Entries supplied >>
▽

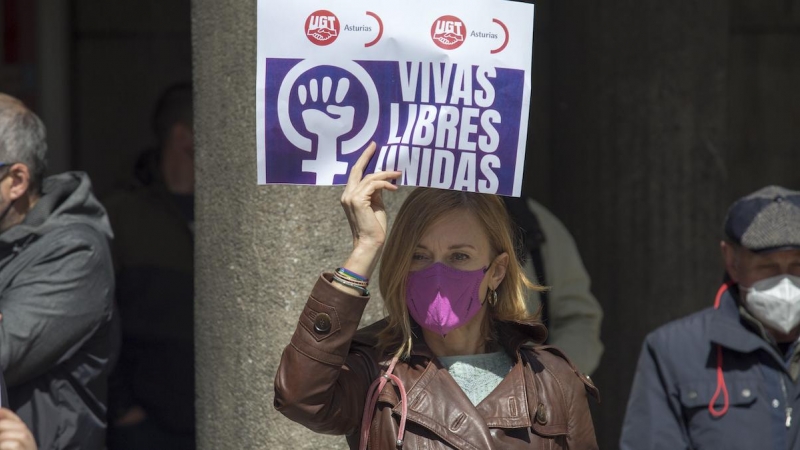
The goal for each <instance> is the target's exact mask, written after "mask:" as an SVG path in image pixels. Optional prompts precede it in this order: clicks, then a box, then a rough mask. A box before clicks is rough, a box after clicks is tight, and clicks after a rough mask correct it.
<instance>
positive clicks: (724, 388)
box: [708, 283, 731, 418]
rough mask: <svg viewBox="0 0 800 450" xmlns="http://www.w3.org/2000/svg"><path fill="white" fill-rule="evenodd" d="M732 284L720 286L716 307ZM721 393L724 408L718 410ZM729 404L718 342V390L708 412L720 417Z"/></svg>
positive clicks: (724, 414)
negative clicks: (723, 295)
mask: <svg viewBox="0 0 800 450" xmlns="http://www.w3.org/2000/svg"><path fill="white" fill-rule="evenodd" d="M730 286H731V283H725V284H723V285H722V286H721V287H720V288H719V291H717V298H716V299H715V300H714V309H719V305H720V301H721V299H722V294H724V293H725V292H727V291H728V288H730ZM720 393H722V397H723V400H722V409H720V410H719V411H718V410H716V409H714V403H716V401H717V399H718V398H719V394H720ZM729 405H730V402H729V399H728V386H726V385H725V375H724V373H723V372H722V346H721V345H719V344H717V390H716V391H715V392H714V396H713V397H711V401H709V402H708V412H709V413H711V416H713V417H714V418H720V417H722V416H724V415H725V413H727V412H728V406H729Z"/></svg>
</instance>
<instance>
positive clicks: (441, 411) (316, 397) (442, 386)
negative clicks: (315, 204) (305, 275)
mask: <svg viewBox="0 0 800 450" xmlns="http://www.w3.org/2000/svg"><path fill="white" fill-rule="evenodd" d="M329 279H330V276H328V275H323V276H322V277H320V279H319V281H318V282H317V284H316V285H315V286H314V289H313V290H312V292H311V296H310V297H309V299H308V302H307V303H306V306H305V308H304V310H303V312H302V314H301V316H300V321H299V324H298V326H297V330H296V331H295V333H294V336H292V341H291V343H290V344H289V345H288V346H287V347H286V349H285V350H284V352H283V356H282V358H281V364H280V367H279V368H278V373H277V374H276V376H275V407H276V408H277V409H278V410H279V411H280V412H281V413H283V414H284V415H285V416H286V417H288V418H290V419H292V420H294V421H296V422H298V423H301V424H303V425H305V426H306V427H308V428H310V429H311V430H313V431H316V432H318V433H326V434H344V435H347V440H348V443H349V444H350V448H351V449H356V448H358V443H359V442H358V441H359V434H360V427H361V419H362V414H363V412H364V403H365V401H366V395H367V390H368V388H369V385H370V384H371V383H372V381H373V380H375V379H376V378H377V377H379V376H380V375H381V373H382V371H383V370H386V367H387V365H388V360H389V359H390V355H387V354H385V353H383V354H382V353H379V352H378V350H377V349H376V348H375V344H376V342H377V341H376V339H375V333H376V332H377V331H378V330H380V329H381V328H382V325H383V324H382V323H381V322H379V323H377V324H373V325H371V326H369V327H367V328H364V329H362V330H359V331H358V332H356V329H357V328H358V323H359V320H360V319H361V315H362V313H363V311H364V307H365V306H366V304H367V301H368V298H367V297H358V296H352V295H348V294H345V293H343V292H341V291H339V290H338V289H336V288H335V287H333V286H331V285H330V282H329ZM545 335H546V330H545V328H544V326H543V325H541V324H522V323H509V322H506V323H503V325H502V326H501V328H500V329H499V336H500V339H499V340H500V343H501V345H502V346H503V347H504V348H505V349H506V350H507V351H508V352H509V354H510V355H512V356H513V357H514V358H515V359H516V361H517V362H516V364H515V365H514V367H513V368H512V370H511V371H510V372H509V374H508V375H507V376H506V377H505V379H503V381H502V382H501V383H500V385H498V386H497V388H496V389H494V391H492V392H491V393H490V394H489V396H488V397H487V398H486V399H485V400H483V401H482V402H481V403H480V404H479V405H478V406H477V407H476V406H473V405H472V403H470V401H469V399H468V398H467V396H466V395H465V394H464V393H463V391H462V390H461V388H459V386H458V385H457V384H456V382H455V381H454V380H453V378H452V377H451V376H450V374H449V373H448V372H447V370H446V369H444V368H443V367H442V366H441V364H440V363H439V362H438V360H437V359H436V357H435V356H434V355H433V354H432V353H431V351H430V349H428V348H427V346H426V345H425V343H424V341H423V340H422V339H420V340H419V341H418V342H417V343H416V344H415V347H414V349H413V351H412V355H411V358H410V359H409V360H408V361H401V362H400V363H398V364H397V367H396V368H395V369H394V374H395V375H397V376H398V377H399V378H400V379H401V380H402V381H403V384H404V385H405V388H406V390H407V399H408V414H407V424H406V431H405V435H404V439H403V440H404V442H403V447H402V448H403V449H406V450H413V449H437V448H441V449H444V448H457V449H470V450H487V449H523V448H524V449H532V448H535V449H545V448H546V449H580V450H583V449H596V448H597V443H596V441H595V435H594V427H593V425H592V419H591V416H590V414H589V405H588V402H587V391H588V392H590V393H591V394H592V395H595V396H596V395H597V389H596V388H595V387H594V386H593V385H592V384H591V381H590V380H589V379H588V378H587V377H585V376H583V375H581V374H580V373H579V372H578V371H577V370H576V369H575V368H574V366H572V364H571V363H569V362H568V360H567V359H566V358H565V357H564V356H563V354H562V353H561V352H560V351H559V350H557V349H555V348H552V347H545V346H539V345H535V344H533V343H539V342H542V341H543V340H544V337H545ZM400 411H401V406H400V396H399V391H398V389H397V387H396V386H394V385H392V384H387V385H386V386H385V387H384V389H383V390H382V392H381V394H380V396H379V398H378V404H377V411H376V412H375V415H374V417H373V420H372V424H371V429H370V430H371V431H370V438H369V446H368V448H370V449H395V448H396V445H395V444H396V439H397V430H398V427H399V420H400Z"/></svg>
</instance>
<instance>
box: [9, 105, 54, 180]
mask: <svg viewBox="0 0 800 450" xmlns="http://www.w3.org/2000/svg"><path fill="white" fill-rule="evenodd" d="M45 136H46V135H45V128H44V124H43V123H42V121H41V120H39V117H37V116H36V114H34V113H33V112H32V111H31V110H29V109H28V108H27V107H26V106H25V104H23V103H22V102H21V101H19V100H17V99H16V98H14V97H11V96H10V95H6V94H2V93H0V163H3V164H4V165H10V164H14V163H22V164H25V165H26V166H27V167H28V170H29V172H30V176H31V179H30V186H31V189H32V190H33V191H34V192H38V191H39V189H40V187H41V181H42V177H43V176H44V171H45V168H46V161H47V160H46V156H47V142H46V141H45Z"/></svg>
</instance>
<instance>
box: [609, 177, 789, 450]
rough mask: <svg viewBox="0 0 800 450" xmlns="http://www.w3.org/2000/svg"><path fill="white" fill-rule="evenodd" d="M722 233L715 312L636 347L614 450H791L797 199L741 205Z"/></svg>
mask: <svg viewBox="0 0 800 450" xmlns="http://www.w3.org/2000/svg"><path fill="white" fill-rule="evenodd" d="M724 228H725V239H724V240H723V241H722V243H721V248H722V259H723V262H724V264H725V271H726V280H725V283H724V284H723V285H722V287H721V288H720V289H719V292H718V293H717V297H716V299H715V301H714V303H713V305H714V306H712V307H708V308H706V309H704V310H702V311H700V312H697V313H695V314H692V315H690V316H688V317H685V318H682V319H679V320H676V321H674V322H670V323H668V324H666V325H664V326H662V327H661V328H659V329H657V330H656V331H654V332H652V333H650V335H648V336H647V338H646V340H645V342H644V345H643V347H642V352H641V354H640V356H639V365H638V367H637V369H636V375H635V377H634V380H633V387H632V388H631V396H630V399H629V401H628V409H627V411H626V413H625V421H624V425H623V429H622V438H621V443H620V448H621V449H622V450H650V449H694V450H703V449H726V450H736V449H742V450H744V449H747V450H752V449H759V450H786V449H797V448H800V426H798V425H800V423H798V419H799V418H800V416H798V413H799V412H800V384H799V383H798V379H799V378H800V345H798V337H800V192H797V191H791V190H788V189H784V188H781V187H777V186H769V187H766V188H763V189H760V190H758V191H756V192H754V193H752V194H750V195H748V196H746V197H743V198H741V199H739V200H737V201H736V202H735V203H734V204H733V205H732V206H731V207H730V209H729V210H728V214H727V217H726V219H725V227H724ZM676 282H680V280H676ZM709 303H711V302H710V301H709Z"/></svg>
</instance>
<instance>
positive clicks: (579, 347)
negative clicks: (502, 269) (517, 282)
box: [503, 197, 603, 375]
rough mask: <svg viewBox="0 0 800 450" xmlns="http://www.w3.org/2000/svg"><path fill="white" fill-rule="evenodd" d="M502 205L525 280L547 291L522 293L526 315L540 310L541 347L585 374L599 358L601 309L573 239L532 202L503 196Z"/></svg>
mask: <svg viewBox="0 0 800 450" xmlns="http://www.w3.org/2000/svg"><path fill="white" fill-rule="evenodd" d="M503 202H504V203H505V205H506V209H507V210H508V212H509V214H510V215H511V218H512V220H513V221H514V223H515V224H516V226H517V227H518V228H519V231H520V232H519V233H518V235H519V237H518V239H520V240H521V244H520V245H518V248H519V250H521V251H520V252H518V255H517V257H518V259H519V261H520V264H521V265H522V266H523V267H524V269H525V275H526V276H527V277H528V278H529V279H531V280H536V281H537V282H538V283H539V284H541V285H543V286H547V287H548V289H547V290H546V291H538V290H534V289H529V290H528V291H527V299H526V303H527V305H528V310H529V311H530V312H531V313H534V312H537V311H541V316H542V317H541V319H542V322H544V324H545V325H546V326H547V331H548V338H547V343H548V344H551V345H554V346H556V347H558V348H560V349H561V350H563V351H564V353H566V354H567V356H568V357H569V359H570V360H571V361H572V362H573V363H574V364H575V365H576V366H578V369H580V370H581V372H583V373H585V374H587V375H591V374H592V373H593V372H594V370H595V369H596V368H597V366H598V365H599V364H600V357H601V356H602V355H603V343H602V342H601V341H600V325H601V324H602V321H603V309H602V308H601V307H600V303H598V301H597V299H596V298H595V297H594V295H592V292H591V290H590V285H591V282H590V278H589V274H588V273H587V272H586V268H584V266H583V261H582V260H581V255H580V253H579V252H578V247H577V246H576V245H575V240H574V239H573V238H572V235H571V234H570V233H569V231H568V230H567V228H566V227H565V226H564V224H563V223H561V221H560V220H558V218H557V217H556V216H555V215H553V213H552V212H550V211H549V210H548V209H547V208H545V207H544V206H542V205H541V204H540V203H538V202H536V201H535V200H533V199H532V198H529V197H522V198H512V197H503Z"/></svg>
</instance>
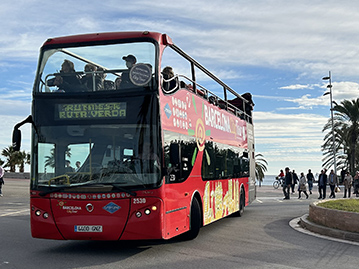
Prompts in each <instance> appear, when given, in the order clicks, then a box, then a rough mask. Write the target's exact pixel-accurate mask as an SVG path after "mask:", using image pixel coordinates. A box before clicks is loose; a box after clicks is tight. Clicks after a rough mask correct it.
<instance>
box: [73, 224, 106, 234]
mask: <svg viewBox="0 0 359 269" xmlns="http://www.w3.org/2000/svg"><path fill="white" fill-rule="evenodd" d="M75 233H102V226H101V225H75Z"/></svg>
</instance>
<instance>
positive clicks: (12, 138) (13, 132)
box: [12, 129, 21, 151]
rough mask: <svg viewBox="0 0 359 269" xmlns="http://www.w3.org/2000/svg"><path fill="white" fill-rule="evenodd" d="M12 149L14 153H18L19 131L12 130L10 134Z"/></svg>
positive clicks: (19, 144)
mask: <svg viewBox="0 0 359 269" xmlns="http://www.w3.org/2000/svg"><path fill="white" fill-rule="evenodd" d="M12 147H13V149H14V151H19V150H20V147H21V131H20V130H19V129H14V131H13V132H12Z"/></svg>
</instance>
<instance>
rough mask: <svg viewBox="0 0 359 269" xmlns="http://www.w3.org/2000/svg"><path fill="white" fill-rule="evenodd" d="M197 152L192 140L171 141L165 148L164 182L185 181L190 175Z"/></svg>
mask: <svg viewBox="0 0 359 269" xmlns="http://www.w3.org/2000/svg"><path fill="white" fill-rule="evenodd" d="M197 152H198V151H197V143H196V141H195V140H194V139H192V138H191V139H184V140H178V141H177V140H175V141H171V143H170V144H169V145H167V146H166V147H165V162H166V168H167V171H166V182H167V183H179V182H183V181H185V180H186V179H187V178H188V177H189V175H190V174H191V171H192V168H193V164H194V162H195V160H196V157H197Z"/></svg>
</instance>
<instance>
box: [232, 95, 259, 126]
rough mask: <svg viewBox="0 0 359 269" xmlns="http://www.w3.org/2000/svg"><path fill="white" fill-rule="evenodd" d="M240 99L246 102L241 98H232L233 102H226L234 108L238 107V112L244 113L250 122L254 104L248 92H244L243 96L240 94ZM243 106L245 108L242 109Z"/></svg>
mask: <svg viewBox="0 0 359 269" xmlns="http://www.w3.org/2000/svg"><path fill="white" fill-rule="evenodd" d="M242 97H243V98H244V99H245V100H246V101H247V102H243V100H242V98H239V97H237V98H234V99H233V100H228V102H229V103H230V104H232V105H234V106H235V107H238V108H239V109H240V110H242V111H243V112H245V113H246V114H247V115H248V116H249V122H251V119H252V110H253V107H254V103H253V100H252V95H251V94H250V93H249V92H246V93H244V94H242ZM243 105H244V106H245V107H244V108H243Z"/></svg>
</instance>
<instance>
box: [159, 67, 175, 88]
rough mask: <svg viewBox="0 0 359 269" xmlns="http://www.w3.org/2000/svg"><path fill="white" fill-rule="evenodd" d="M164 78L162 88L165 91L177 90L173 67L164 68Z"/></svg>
mask: <svg viewBox="0 0 359 269" xmlns="http://www.w3.org/2000/svg"><path fill="white" fill-rule="evenodd" d="M162 76H163V79H164V81H163V84H162V87H163V89H164V90H165V91H170V90H173V89H175V88H176V86H177V83H176V79H175V78H174V76H175V74H174V72H173V69H172V67H170V66H166V67H165V68H163V70H162Z"/></svg>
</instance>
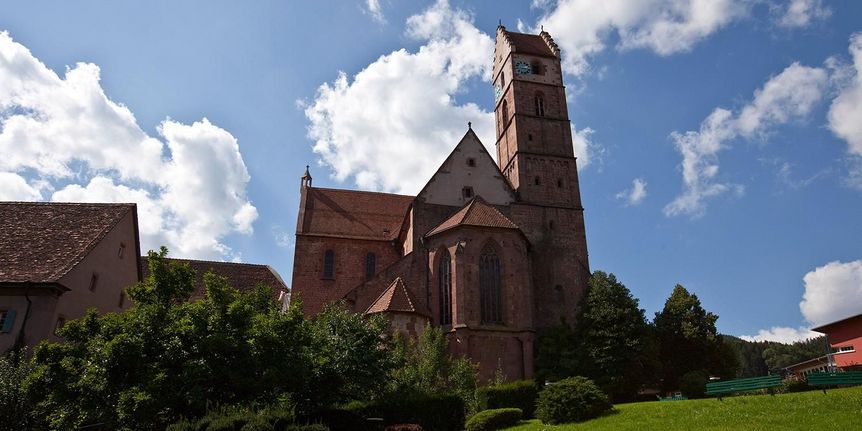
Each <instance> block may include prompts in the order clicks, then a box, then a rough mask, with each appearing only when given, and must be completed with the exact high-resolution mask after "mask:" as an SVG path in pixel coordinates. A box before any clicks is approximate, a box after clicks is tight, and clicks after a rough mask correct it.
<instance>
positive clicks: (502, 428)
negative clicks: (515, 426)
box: [466, 408, 523, 431]
mask: <svg viewBox="0 0 862 431" xmlns="http://www.w3.org/2000/svg"><path fill="white" fill-rule="evenodd" d="M522 416H523V412H521V409H514V408H506V409H492V410H483V411H481V412H479V413H476V414H475V415H473V417H471V418H470V420H468V421H467V424H466V429H467V431H494V430H498V429H503V428H509V427H511V426H513V425H515V424H517V423H518V421H520V420H521V417H522Z"/></svg>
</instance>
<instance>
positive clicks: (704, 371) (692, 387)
mask: <svg viewBox="0 0 862 431" xmlns="http://www.w3.org/2000/svg"><path fill="white" fill-rule="evenodd" d="M707 383H709V374H708V373H707V372H706V371H704V370H697V371H689V372H687V373H685V374H683V375H682V377H680V378H679V390H680V392H682V394H683V395H685V396H686V397H688V398H690V399H695V398H703V397H704V394H705V393H706V384H707Z"/></svg>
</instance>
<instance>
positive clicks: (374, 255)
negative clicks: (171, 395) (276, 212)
mask: <svg viewBox="0 0 862 431" xmlns="http://www.w3.org/2000/svg"><path fill="white" fill-rule="evenodd" d="M493 89H494V98H495V108H494V114H495V118H496V120H495V121H496V137H495V138H496V152H497V161H496V162H494V159H493V158H492V157H491V155H490V154H488V152H487V150H486V149H485V147H484V145H483V144H482V142H480V140H479V138H478V137H477V136H476V134H475V133H474V132H473V130H472V129H470V128H469V127H468V130H467V132H466V134H465V135H464V137H463V138H462V139H461V141H460V142H458V143H457V145H455V147H454V149H453V150H452V152H451V153H450V154H449V156H448V157H447V158H446V160H445V161H444V162H443V164H442V165H440V167H439V168H438V169H437V171H436V173H435V174H434V175H433V176H432V177H431V178H430V179H429V180H428V182H427V183H426V184H425V186H424V188H422V190H421V191H420V192H419V193H418V194H417V195H416V196H404V195H397V194H388V193H376V192H364V191H355V190H340V189H327V188H317V187H312V178H311V175H310V174H309V172H308V171H307V170H306V173H305V176H303V177H302V183H301V191H300V193H301V200H300V207H299V216H298V220H297V226H296V250H295V258H294V267H293V282H292V286H293V288H294V290H293V293H294V295H295V296H296V297H298V298H300V300H301V301H302V304H303V310H304V312H305V313H306V314H308V315H314V314H316V313H318V312H320V311H321V310H322V309H323V307H324V306H325V305H326V304H327V303H330V302H333V301H338V300H343V301H345V303H346V304H347V305H348V307H350V308H351V309H352V310H353V311H355V312H360V313H365V314H376V313H382V314H383V315H384V316H386V318H387V319H388V320H389V322H390V323H391V325H392V327H393V329H394V330H399V331H402V332H405V333H407V334H410V335H418V334H419V333H421V331H422V330H423V329H424V328H425V325H426V324H430V325H432V326H437V327H442V328H443V330H444V331H445V332H446V333H447V334H448V339H449V350H450V352H452V353H453V354H455V355H461V356H466V357H468V358H470V359H471V360H472V361H473V362H475V363H478V364H479V369H480V377H481V378H482V379H485V380H487V379H490V378H491V377H493V376H494V374H495V372H496V371H497V370H498V369H499V370H501V371H502V372H503V374H504V375H505V376H506V377H507V378H508V379H509V380H516V379H524V378H531V377H532V374H533V344H534V341H535V336H536V332H537V330H539V329H541V328H546V327H551V326H556V325H560V324H566V323H572V322H573V321H574V319H575V316H576V312H577V308H578V306H579V302H580V299H581V297H582V296H583V295H584V292H585V291H586V286H587V280H588V278H589V275H590V269H589V260H588V258H587V243H586V233H585V228H584V208H583V206H582V205H581V196H580V190H579V184H578V170H577V166H576V164H575V155H574V151H573V147H572V129H571V126H570V122H569V117H568V109H567V107H566V93H565V87H564V85H563V75H562V70H561V67H560V49H559V47H558V46H557V44H556V43H554V40H553V39H552V38H551V36H550V35H549V34H548V33H547V32H545V31H542V32H541V33H539V34H538V35H533V34H523V33H515V32H510V31H507V30H506V28H505V27H503V26H502V25H501V26H499V27H498V28H497V35H496V45H495V48H494V67H493Z"/></svg>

△

Exercise goal >> Look above for the line with "box: [159, 67, 175, 88]" and the line with "positive clicks: (374, 255)", then copy exactly the lines from the first through the second, both kept, with no pictures.

Response for this exercise >>
box: [159, 67, 175, 88]
rough mask: <svg viewBox="0 0 359 269" xmlns="http://www.w3.org/2000/svg"><path fill="white" fill-rule="evenodd" d="M164 78L162 88L165 91L177 90L173 67L164 68Z"/></svg>
mask: <svg viewBox="0 0 359 269" xmlns="http://www.w3.org/2000/svg"><path fill="white" fill-rule="evenodd" d="M162 76H163V79H164V81H163V84H162V87H163V89H164V90H165V91H170V90H173V89H175V88H176V86H177V83H176V79H175V78H174V76H175V74H174V72H173V69H172V67H170V66H166V67H165V68H163V70H162Z"/></svg>
</instance>
Each <instance> block may include prompts in the order clicks, then a box, then a rough mask, with each appearing only when given, and must be completed with the exact high-resolution mask after "mask:" as an SVG path in pixel coordinates. A box before any clicks is approximate, a box after clicks is tight, and clicks after a rough mask correct it.
<instance>
positive clicks: (502, 428)
negative clicks: (515, 426)
box: [466, 408, 523, 431]
mask: <svg viewBox="0 0 862 431" xmlns="http://www.w3.org/2000/svg"><path fill="white" fill-rule="evenodd" d="M522 416H523V412H521V409H514V408H506V409H492V410H483V411H481V412H479V413H476V414H475V415H473V417H471V418H470V420H468V421H467V424H466V429H467V431H494V430H498V429H503V428H509V427H511V426H513V425H515V424H517V423H518V421H520V420H521V417H522Z"/></svg>
</instance>
<instance>
positive clicks: (704, 371) (692, 387)
mask: <svg viewBox="0 0 862 431" xmlns="http://www.w3.org/2000/svg"><path fill="white" fill-rule="evenodd" d="M707 383H709V374H708V373H707V372H706V371H704V370H697V371H689V372H687V373H685V374H683V375H682V377H680V378H679V390H680V392H682V394H683V395H685V396H686V397H688V398H690V399H695V398H703V397H704V394H705V393H706V384H707Z"/></svg>
</instance>
<instance>
positive clicks: (374, 255)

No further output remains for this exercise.